Job 1:
Write out the passage on acceleration word for word, starting at "OK. Let's try" and ending at "away from the wall.".

Document segment:
┌──
OK. Let's try a different--but similar--example. Throw a tennis ball
against a wall. From the instant the ball contacts the wall until the
instant it leaves the wall, it is being accelerated in a direction away
from the wall. This, even though the velocity is positive--but
decreasing--as it continues on towards the wall, and negative (ie, away
from the wall)--but increasing--as it heads away from the wall.
The differences between the two examples is that the ball is a
non-linear spring/mass system, while the piston approximates sinusoidal
motion.
> This assumption is why I cannot understand the previous assertion
> "acceleration is highest at TDC" that started this thread. At the
> instant of transition from upward deceleration to downward
> acceleration and while the piston has no velocity at
> the instant of time that it is at TDC how can this instant be the
> point of maximum acceleration......?
Let's try to find where the acceleration is _zero_. Acceleration is
defined to be the change in velocity (ft/sec, m/sec, etc) in a unit of
time (usually sec). A favorite of Camaro drivers: "my car does 0-60 MPH
in 7.2 secs." Here we have a change in velocity (60 MPH final velocity
minus 0 MPH start velocity equals delta-velocity of 60 MPH). We also
have a time span (7.2 secs). So this car can, at average, change its
velocity 8.3 MPH per second. A more standard form would be to work the
units around so both "time" parameters are the same. That is, "X miles
per second per second," or "X miles per second squared," or "X miles /
sec^2 ." OK. Where is the piston's velocity "changing characteristics."
└──
Provided material:
┌──
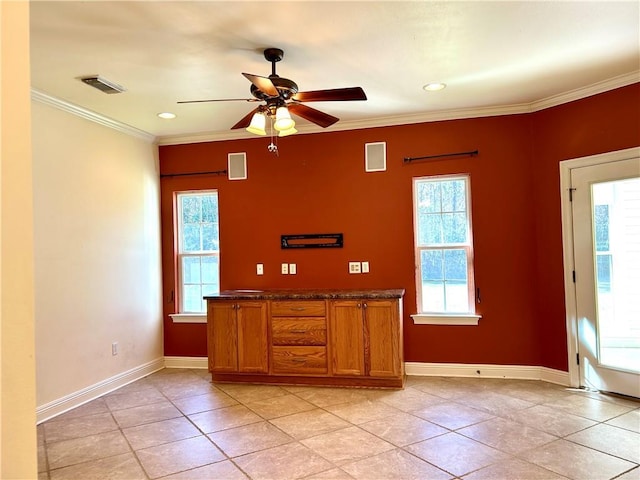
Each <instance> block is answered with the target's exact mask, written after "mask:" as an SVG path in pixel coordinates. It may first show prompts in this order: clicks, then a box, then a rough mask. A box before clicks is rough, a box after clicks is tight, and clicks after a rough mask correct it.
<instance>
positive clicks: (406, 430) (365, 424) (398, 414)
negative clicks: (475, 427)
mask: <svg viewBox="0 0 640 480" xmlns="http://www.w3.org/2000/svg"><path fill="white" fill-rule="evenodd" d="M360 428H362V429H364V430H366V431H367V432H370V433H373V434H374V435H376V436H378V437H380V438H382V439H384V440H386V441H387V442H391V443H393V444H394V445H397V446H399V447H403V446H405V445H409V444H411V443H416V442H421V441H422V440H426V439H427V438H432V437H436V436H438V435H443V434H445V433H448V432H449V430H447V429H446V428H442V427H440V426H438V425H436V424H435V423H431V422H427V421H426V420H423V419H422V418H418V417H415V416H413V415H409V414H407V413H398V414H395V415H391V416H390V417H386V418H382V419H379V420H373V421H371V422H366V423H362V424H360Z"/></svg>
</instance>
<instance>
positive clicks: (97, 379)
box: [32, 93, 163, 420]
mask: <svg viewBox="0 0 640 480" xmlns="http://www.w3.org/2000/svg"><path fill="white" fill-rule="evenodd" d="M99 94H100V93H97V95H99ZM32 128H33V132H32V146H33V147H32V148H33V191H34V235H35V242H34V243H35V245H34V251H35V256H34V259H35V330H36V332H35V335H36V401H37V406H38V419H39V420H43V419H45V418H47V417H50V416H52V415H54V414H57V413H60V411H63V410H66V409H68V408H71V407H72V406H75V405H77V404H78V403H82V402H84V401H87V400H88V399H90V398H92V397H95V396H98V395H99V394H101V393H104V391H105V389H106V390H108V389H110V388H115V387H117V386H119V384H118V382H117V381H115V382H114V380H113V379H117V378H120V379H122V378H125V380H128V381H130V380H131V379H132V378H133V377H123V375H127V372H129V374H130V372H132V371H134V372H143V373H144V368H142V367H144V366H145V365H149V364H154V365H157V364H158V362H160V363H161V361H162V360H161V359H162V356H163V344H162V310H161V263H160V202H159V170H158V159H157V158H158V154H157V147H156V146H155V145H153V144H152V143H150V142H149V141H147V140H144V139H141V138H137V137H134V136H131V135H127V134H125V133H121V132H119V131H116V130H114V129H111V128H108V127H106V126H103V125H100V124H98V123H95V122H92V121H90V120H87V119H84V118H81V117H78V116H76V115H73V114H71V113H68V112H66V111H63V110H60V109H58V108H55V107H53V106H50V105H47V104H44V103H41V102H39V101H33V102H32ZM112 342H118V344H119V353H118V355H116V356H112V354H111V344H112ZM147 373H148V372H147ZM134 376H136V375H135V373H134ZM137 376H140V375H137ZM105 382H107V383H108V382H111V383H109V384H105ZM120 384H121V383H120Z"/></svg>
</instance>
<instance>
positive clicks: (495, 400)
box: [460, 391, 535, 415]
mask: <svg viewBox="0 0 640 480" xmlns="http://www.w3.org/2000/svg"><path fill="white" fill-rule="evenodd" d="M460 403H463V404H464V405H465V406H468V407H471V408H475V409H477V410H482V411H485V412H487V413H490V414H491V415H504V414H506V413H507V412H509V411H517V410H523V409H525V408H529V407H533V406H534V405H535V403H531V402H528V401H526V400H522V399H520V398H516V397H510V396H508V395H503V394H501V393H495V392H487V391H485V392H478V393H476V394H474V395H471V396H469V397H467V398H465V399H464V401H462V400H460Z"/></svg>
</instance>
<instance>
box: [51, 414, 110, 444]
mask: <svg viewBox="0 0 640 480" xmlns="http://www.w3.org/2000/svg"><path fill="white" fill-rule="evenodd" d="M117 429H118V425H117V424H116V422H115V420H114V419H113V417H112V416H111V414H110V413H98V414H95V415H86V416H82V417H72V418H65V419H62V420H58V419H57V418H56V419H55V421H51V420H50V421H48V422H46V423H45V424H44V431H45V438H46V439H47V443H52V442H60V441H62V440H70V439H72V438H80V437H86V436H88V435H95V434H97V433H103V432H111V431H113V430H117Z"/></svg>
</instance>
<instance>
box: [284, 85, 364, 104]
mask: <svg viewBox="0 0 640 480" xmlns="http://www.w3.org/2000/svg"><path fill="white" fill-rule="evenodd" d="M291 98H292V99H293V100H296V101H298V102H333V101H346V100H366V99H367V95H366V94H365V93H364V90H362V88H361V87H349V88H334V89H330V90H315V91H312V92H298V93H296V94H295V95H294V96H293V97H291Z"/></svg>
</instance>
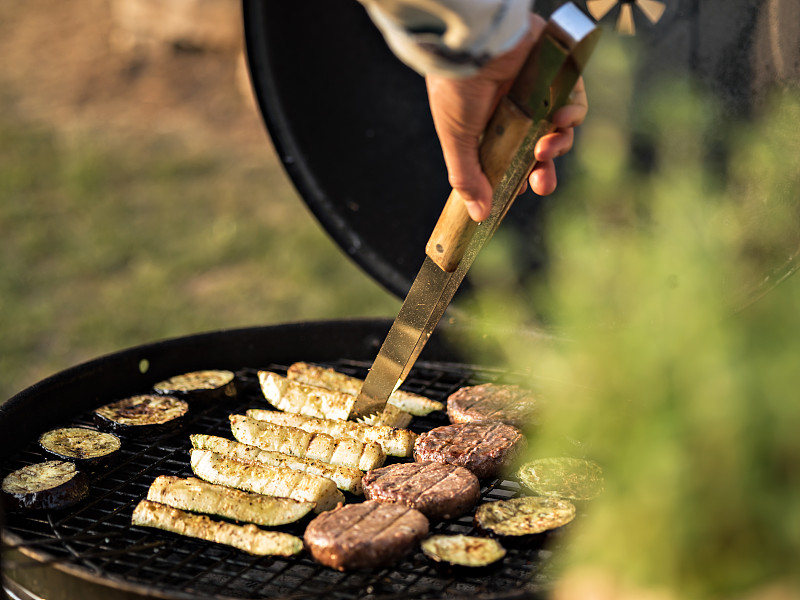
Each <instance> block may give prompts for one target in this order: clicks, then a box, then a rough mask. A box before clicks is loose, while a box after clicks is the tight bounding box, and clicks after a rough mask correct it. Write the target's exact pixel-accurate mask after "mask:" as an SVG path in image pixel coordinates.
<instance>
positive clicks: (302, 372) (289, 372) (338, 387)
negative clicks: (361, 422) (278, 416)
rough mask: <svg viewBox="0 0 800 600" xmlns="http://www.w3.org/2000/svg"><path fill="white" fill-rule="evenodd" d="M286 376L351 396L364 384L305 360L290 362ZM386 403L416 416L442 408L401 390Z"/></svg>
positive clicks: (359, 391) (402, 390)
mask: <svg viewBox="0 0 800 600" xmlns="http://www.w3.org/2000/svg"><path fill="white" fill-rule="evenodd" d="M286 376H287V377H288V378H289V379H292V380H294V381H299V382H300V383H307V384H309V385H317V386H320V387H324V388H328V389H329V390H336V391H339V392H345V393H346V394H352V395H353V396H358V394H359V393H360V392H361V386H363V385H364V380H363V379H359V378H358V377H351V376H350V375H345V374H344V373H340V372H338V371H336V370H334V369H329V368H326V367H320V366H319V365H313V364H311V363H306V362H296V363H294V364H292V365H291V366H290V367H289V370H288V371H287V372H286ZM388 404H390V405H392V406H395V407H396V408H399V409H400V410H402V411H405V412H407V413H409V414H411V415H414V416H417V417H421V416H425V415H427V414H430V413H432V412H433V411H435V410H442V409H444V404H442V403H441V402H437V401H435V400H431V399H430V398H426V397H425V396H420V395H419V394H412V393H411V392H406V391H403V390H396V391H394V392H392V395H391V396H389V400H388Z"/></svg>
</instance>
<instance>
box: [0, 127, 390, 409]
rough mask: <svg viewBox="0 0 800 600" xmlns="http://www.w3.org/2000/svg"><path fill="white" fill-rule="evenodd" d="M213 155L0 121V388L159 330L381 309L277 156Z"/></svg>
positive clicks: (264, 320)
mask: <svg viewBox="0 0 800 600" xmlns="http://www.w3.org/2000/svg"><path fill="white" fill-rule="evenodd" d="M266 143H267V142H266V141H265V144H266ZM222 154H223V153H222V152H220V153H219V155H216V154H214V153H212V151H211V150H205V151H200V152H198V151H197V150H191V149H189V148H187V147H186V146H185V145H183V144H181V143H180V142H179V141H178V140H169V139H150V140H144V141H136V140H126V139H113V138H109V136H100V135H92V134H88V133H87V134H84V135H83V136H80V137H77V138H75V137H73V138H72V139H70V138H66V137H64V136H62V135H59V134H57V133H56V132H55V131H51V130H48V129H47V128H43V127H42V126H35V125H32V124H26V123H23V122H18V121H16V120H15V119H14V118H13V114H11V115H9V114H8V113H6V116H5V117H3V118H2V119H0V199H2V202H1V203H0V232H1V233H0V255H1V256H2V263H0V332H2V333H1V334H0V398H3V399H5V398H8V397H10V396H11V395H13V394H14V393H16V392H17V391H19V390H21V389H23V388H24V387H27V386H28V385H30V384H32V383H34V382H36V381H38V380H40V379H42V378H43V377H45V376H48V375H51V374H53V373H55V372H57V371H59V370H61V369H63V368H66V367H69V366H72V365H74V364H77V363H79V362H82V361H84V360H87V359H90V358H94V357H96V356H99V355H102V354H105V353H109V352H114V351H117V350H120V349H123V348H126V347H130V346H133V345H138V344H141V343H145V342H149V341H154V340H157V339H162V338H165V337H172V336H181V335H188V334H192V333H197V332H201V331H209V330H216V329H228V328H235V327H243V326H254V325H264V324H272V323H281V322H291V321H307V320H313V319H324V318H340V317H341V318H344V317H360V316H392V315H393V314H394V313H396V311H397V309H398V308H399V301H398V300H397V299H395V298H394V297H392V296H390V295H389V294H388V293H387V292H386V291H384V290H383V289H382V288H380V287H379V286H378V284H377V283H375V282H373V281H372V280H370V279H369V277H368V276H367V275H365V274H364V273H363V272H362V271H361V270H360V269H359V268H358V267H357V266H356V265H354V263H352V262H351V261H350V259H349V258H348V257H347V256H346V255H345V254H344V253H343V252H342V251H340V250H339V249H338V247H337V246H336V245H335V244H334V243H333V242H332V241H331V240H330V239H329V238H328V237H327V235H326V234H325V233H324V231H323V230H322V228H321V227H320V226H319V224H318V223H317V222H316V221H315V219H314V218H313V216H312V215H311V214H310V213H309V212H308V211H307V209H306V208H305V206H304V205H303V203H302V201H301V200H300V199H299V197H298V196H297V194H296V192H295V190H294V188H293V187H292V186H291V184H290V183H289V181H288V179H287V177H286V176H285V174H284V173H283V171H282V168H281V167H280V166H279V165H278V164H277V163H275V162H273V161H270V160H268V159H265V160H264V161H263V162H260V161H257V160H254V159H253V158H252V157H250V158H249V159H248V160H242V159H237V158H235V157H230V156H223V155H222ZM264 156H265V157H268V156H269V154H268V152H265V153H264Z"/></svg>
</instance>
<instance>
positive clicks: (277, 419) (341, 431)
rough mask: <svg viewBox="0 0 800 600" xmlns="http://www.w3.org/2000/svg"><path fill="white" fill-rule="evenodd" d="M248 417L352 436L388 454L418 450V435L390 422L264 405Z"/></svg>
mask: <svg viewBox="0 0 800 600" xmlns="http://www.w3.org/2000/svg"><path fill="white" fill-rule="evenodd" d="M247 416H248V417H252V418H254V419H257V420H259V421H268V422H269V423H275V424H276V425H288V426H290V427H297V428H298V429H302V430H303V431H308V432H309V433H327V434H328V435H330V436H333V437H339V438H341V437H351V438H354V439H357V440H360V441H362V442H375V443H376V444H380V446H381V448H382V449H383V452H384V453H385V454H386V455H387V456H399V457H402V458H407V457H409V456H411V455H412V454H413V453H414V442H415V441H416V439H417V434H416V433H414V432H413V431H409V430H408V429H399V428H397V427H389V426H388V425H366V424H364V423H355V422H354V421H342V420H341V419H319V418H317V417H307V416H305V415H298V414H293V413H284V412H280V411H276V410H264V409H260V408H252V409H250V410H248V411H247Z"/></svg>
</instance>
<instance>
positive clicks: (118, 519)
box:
└──
Job 2:
Pull out every line of the listing that contains the string "positive".

Exercise solution 1:
OK. Let's try a different--but similar--example. Throw a tennis ball
against a wall. From the instant the ball contacts the wall until the
instant it leaves the wall, it is being accelerated in a direction away
from the wall. This, even though the velocity is positive--but
decreasing--as it continues on towards the wall, and negative (ie, away
from the wall)--but increasing--as it heads away from the wall.

Exercise solution 2:
positive clicks: (406, 430) (365, 424) (398, 414)
positive clicks: (97, 379)
positive clicks: (495, 400)
positive clicks: (302, 372) (289, 372) (338, 387)
positive clicks: (359, 391) (402, 390)
positive clicks: (264, 320)
positive clicks: (277, 419) (341, 431)
positive clicks: (118, 519)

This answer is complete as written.